* **Given exercise**:
What follows are records. Restate all of them word for word.

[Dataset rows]

>>

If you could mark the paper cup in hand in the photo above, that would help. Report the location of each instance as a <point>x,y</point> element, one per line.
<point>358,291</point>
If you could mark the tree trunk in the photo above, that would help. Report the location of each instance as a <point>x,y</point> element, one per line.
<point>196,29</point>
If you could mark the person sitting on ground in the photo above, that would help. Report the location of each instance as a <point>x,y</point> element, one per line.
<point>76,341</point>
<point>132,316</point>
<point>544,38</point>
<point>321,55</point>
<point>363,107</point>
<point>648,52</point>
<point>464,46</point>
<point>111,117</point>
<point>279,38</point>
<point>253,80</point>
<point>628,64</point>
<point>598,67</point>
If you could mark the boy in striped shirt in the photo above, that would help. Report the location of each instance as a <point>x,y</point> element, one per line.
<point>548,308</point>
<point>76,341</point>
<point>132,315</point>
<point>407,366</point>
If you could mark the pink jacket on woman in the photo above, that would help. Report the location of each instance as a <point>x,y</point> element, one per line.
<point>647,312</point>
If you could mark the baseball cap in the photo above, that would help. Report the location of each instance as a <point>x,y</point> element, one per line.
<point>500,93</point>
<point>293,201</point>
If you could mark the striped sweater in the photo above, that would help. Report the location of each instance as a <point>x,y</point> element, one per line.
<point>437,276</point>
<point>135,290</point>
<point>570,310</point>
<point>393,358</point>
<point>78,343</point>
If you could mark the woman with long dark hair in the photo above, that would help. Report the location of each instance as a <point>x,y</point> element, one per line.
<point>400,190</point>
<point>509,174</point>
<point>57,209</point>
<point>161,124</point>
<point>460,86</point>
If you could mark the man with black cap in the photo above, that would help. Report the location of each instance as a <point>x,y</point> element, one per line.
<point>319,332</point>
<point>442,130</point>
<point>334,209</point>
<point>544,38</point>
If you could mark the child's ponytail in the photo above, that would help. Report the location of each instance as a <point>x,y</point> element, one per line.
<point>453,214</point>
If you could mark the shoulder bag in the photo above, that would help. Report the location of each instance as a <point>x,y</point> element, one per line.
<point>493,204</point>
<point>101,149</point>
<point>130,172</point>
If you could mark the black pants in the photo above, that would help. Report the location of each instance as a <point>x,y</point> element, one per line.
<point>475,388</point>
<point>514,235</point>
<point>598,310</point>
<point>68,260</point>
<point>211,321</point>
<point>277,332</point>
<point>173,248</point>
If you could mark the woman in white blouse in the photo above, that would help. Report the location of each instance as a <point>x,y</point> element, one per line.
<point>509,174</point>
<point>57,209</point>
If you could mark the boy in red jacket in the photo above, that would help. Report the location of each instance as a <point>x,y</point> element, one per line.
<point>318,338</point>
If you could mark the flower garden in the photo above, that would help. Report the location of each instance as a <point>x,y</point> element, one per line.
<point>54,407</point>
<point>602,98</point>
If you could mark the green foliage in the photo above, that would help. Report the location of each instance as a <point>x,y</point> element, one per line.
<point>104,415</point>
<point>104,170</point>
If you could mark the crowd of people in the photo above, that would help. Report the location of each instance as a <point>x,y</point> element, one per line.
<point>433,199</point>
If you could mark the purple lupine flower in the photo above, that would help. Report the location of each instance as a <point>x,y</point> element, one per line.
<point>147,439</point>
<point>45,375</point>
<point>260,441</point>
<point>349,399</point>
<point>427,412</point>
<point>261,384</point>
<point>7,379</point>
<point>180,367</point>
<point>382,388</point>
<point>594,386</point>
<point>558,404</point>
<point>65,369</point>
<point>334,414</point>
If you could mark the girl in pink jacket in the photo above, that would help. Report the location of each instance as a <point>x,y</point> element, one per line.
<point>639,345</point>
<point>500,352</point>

<<

* **Written solution**:
If you could mark the paper cup in hand in the photo above, that would help. Report the location of each instance as a <point>x,y</point> element, one per line.
<point>358,291</point>
If you could mark the tree trunk in the photo above, that would help. Report the location of each instance as a <point>x,y</point> element, one per line.
<point>196,29</point>
If you could mark the person sitting on ground in the photo above, that would help. Report the location of each instance as a <point>x,y</point> element, one per line.
<point>76,341</point>
<point>132,316</point>
<point>544,38</point>
<point>321,55</point>
<point>363,107</point>
<point>648,52</point>
<point>464,46</point>
<point>111,117</point>
<point>279,38</point>
<point>253,80</point>
<point>628,64</point>
<point>598,67</point>
If you could mark the boy in striped shirt in the photo above, that would help. Report the location of each instance as a <point>x,y</point> element, one per line.
<point>548,308</point>
<point>76,341</point>
<point>132,315</point>
<point>407,366</point>
If you could mark the pink jacket on woman in the photo above, that would help. Report the location of each instance as a <point>x,y</point> element, one per line.
<point>647,312</point>
If you could mark the baseball cap in the photo above, that would help. Report the location of each instance as a <point>x,y</point> element, one per line.
<point>500,93</point>
<point>293,201</point>
If you could mark the striped sweater in the photo above, that would help. Report the location of each instance as a <point>x,y</point> element, one per line.
<point>437,276</point>
<point>135,290</point>
<point>570,310</point>
<point>393,358</point>
<point>78,343</point>
If you could mark the woman with long dark hair in the photo above, that would help. Report the location of each instance as a <point>x,y</point> element, one per line.
<point>400,190</point>
<point>509,174</point>
<point>57,209</point>
<point>161,124</point>
<point>460,86</point>
If you could mark the man with black cap in the photo above, that would help. Report the location of each instance as a <point>x,y</point> element, one per line.
<point>319,332</point>
<point>442,130</point>
<point>334,209</point>
<point>544,38</point>
If you could mark the child's ponytail in the photo above, that would help. Report the location of each instance as a <point>x,y</point> element, one per line.
<point>453,214</point>
If you could mark the shoulder bag in the photo above, that would help. Report the location of each instance as a <point>x,y</point> element, one per line.
<point>493,204</point>
<point>101,149</point>
<point>130,172</point>
If you could mark the black pants in the photo above, that would help. Report the location of each instance as a <point>x,y</point> element, one per line.
<point>475,388</point>
<point>514,235</point>
<point>598,310</point>
<point>68,260</point>
<point>211,321</point>
<point>277,332</point>
<point>173,248</point>
If you could mark the woman in white blouse in the photo above, that would help. Report the location of each instance as a <point>x,y</point> element, one per line.
<point>509,174</point>
<point>57,209</point>
If you could mark the boy in red jacket in the photo above, that would help. Report the location of each instance as a <point>x,y</point> element, one per line.
<point>318,338</point>
If you could mark the flower garden in the photo above, that would help. Report the location of each instance as a <point>x,y</point> element, one per line.
<point>54,407</point>
<point>602,98</point>
If you could mark the green foliage in the photo above, that would help. Report the location of each instance as a <point>x,y</point> element, one per line.
<point>104,415</point>
<point>104,170</point>
If you could mark the crowd of people in the photo above, that would help. Report the location of each instance as a <point>x,y</point> element, one per line.
<point>433,199</point>
If you could mark the purple lupine flower in the photo above, that would help. Report the location of each instance as a <point>x,y</point> element, one per line.
<point>147,439</point>
<point>45,375</point>
<point>260,441</point>
<point>349,399</point>
<point>427,412</point>
<point>261,384</point>
<point>7,379</point>
<point>180,367</point>
<point>382,388</point>
<point>594,386</point>
<point>558,404</point>
<point>65,369</point>
<point>334,414</point>
If you could mark the girl in pink jacket in the photo above, that would help. Report the location of each instance as a <point>x,y</point> element, one per line.
<point>639,345</point>
<point>500,352</point>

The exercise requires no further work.